PROBLEM TO WORK ON: For the entries below, return every line from the top through the line with "The component shall return one point per instance of the metal" exactly as it stands, omitting pictures.

Records from a data source

[Start of Attachment]

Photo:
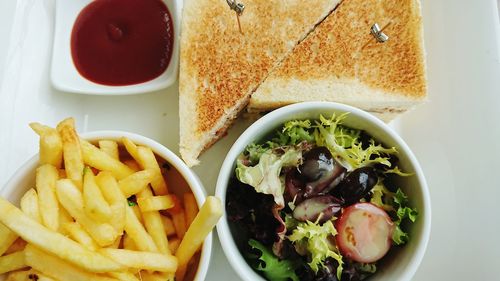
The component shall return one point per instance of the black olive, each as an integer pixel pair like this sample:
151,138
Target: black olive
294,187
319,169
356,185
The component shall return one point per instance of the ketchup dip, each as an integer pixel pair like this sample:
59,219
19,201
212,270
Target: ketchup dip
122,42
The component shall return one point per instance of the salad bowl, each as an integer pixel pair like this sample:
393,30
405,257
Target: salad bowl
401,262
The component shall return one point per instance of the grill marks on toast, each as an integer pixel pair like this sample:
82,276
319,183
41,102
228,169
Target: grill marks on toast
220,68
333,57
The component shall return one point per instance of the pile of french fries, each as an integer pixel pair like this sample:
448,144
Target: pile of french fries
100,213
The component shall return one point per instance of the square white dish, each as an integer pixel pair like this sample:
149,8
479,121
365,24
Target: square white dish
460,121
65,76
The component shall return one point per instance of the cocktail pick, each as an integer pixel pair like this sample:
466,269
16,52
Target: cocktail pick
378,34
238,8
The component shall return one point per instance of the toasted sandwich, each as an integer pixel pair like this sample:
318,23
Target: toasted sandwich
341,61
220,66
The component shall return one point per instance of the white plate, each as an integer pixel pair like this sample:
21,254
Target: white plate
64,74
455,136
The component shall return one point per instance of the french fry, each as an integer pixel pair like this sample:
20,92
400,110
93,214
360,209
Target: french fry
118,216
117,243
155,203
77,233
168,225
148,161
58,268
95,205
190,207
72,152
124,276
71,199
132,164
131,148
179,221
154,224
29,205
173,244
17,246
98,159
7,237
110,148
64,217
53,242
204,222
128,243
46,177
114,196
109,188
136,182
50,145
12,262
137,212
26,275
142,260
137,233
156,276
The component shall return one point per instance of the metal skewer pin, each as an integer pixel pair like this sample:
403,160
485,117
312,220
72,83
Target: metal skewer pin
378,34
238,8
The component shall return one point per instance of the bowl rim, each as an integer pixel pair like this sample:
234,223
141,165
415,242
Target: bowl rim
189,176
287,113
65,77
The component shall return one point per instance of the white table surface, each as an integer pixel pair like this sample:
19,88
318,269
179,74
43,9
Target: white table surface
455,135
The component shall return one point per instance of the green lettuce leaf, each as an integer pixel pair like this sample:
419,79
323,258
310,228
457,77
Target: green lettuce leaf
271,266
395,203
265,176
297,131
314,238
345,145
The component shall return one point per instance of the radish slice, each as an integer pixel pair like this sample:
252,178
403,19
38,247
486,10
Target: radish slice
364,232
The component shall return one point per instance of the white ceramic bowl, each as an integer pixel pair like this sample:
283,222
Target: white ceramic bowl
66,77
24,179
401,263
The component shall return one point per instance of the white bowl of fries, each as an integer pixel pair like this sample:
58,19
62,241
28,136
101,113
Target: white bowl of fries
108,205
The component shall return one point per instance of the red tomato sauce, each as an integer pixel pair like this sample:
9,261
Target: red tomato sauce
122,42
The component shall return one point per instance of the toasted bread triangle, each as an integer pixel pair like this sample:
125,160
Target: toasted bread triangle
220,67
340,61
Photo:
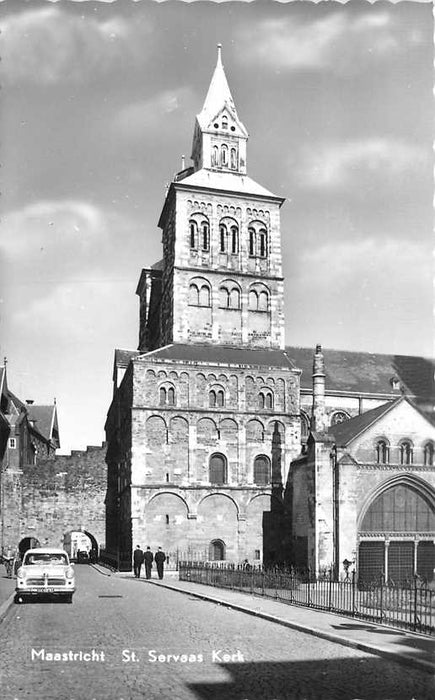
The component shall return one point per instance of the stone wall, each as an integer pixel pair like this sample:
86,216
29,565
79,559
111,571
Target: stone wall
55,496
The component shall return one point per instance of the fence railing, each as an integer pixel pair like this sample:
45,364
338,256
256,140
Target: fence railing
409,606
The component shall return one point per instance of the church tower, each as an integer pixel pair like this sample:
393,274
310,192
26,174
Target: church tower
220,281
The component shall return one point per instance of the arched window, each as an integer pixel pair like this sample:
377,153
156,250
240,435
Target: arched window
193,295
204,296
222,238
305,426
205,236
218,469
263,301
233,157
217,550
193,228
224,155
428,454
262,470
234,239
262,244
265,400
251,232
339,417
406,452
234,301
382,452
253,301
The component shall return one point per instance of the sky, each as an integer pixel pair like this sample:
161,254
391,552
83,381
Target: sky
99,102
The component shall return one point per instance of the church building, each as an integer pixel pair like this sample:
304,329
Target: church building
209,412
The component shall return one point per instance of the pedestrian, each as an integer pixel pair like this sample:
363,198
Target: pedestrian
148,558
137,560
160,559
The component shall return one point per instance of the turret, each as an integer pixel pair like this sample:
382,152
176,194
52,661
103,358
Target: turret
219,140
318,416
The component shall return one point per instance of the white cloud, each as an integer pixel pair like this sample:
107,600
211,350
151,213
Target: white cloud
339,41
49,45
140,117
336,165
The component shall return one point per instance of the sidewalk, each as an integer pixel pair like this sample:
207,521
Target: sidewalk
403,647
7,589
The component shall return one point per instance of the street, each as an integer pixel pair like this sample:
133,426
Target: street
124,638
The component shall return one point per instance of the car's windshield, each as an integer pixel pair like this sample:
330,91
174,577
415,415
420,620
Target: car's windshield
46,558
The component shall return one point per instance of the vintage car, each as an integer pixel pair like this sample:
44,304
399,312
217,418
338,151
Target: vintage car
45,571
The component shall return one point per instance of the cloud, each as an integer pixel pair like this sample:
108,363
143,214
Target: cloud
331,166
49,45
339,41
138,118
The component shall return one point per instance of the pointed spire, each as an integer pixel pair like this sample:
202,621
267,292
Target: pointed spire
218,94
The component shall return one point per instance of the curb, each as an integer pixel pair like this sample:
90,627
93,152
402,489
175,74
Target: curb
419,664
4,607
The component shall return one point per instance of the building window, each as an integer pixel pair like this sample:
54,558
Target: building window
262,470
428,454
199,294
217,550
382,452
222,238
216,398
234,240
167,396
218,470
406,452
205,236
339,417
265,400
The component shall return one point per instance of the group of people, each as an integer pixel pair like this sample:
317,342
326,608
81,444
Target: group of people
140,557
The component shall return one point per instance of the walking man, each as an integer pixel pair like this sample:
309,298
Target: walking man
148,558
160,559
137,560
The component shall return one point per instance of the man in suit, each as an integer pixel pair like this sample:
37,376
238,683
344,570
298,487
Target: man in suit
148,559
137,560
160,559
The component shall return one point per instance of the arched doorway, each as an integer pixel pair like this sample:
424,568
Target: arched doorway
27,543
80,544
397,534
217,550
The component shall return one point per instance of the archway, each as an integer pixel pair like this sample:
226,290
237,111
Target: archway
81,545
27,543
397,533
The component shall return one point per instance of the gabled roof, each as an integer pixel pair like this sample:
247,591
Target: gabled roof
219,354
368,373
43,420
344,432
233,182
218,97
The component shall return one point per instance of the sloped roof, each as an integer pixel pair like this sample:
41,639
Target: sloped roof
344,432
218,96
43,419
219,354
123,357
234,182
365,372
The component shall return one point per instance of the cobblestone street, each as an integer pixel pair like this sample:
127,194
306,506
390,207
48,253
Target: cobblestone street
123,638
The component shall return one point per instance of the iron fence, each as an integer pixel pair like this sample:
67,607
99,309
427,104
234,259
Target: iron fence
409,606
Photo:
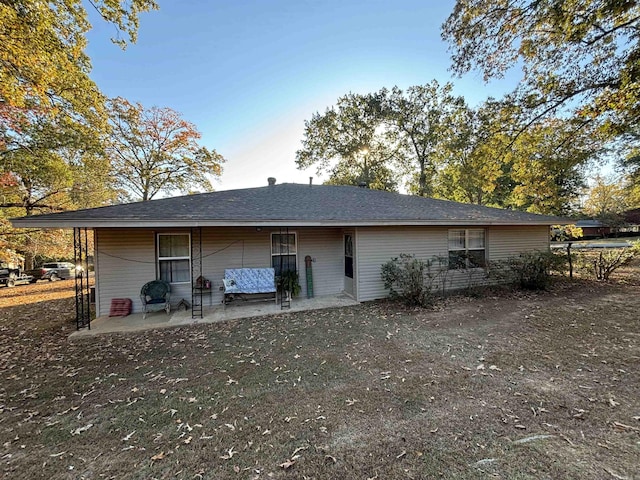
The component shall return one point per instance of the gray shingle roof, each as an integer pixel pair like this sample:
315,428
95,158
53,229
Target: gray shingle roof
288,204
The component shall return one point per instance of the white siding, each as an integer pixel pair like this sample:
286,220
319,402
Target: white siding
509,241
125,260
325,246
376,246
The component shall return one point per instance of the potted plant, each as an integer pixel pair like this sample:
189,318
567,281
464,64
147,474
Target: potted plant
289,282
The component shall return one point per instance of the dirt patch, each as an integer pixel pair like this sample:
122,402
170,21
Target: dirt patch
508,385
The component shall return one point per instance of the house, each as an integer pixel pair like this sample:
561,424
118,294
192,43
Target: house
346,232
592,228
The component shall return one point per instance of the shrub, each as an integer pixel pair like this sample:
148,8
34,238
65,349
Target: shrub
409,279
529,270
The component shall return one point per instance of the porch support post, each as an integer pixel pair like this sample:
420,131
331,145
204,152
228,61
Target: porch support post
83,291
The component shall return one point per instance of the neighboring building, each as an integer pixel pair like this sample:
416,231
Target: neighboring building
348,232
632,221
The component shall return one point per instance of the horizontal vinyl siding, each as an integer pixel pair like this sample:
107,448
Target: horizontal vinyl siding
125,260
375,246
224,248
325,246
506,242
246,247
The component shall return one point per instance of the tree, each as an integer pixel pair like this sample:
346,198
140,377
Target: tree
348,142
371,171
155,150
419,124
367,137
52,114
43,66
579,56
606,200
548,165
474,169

[End of Attachment]

EXERCISE RESULT:
Photo:
The component shall return one point per instance of the black olive, each as an integer pixel pair like this sample:
151,138
Target: black olive
294,187
319,169
356,185
The component shall return one point per instance of the ketchup dip, each as an integer pixel pair like this sample:
59,219
19,201
212,270
Target: ketchup dip
122,42
The component shall return one point per instance of the salad bowl, each as an integer pixel pair like this sample:
393,30
405,257
Target: salad bowl
401,262
The component shall return one point per instance of the grill marks on toast, each as an integer pixel pair like this sample:
82,276
319,183
41,102
228,169
Target: grill marks on toast
220,68
333,57
The component shall return one point per instance of the pile of french fries, each as an integer pixel pair like this sample:
448,144
Target: pile of french fries
100,213
The component shall return one point per instance of the square white dish, each as an integer pixel pair like this sample:
149,8
479,121
365,24
Target: square white dish
460,121
65,76
The component shall return one point per instance of the cocktail pick, each as an integer pixel pair like this sample:
466,269
16,52
Target: cocktail pick
378,34
238,8
The component shall return one point per instance of the toasted sandwich, each as an integer pixel pair like this sample:
318,23
Target: toasted sandwich
341,61
220,66
The component shall return one point per instance of the white plate, each as an integer pixel pair like this sample:
21,254
Target: white plate
64,74
455,136
The component shall return one point per instance of the french fry, each as an integer pixel pair like this sample:
20,92
400,110
93,214
360,209
Target: french fry
118,216
117,243
155,203
77,233
168,225
148,161
58,268
95,205
190,207
72,152
124,276
71,199
132,164
131,148
179,221
154,224
29,205
173,244
17,246
98,159
7,237
110,148
64,217
53,242
204,222
128,243
46,177
114,196
109,188
136,182
50,145
12,262
137,212
26,275
142,260
137,233
156,276
The component shall return one point per instance of the metal skewer pin, each as an integer pixel pair like this sample:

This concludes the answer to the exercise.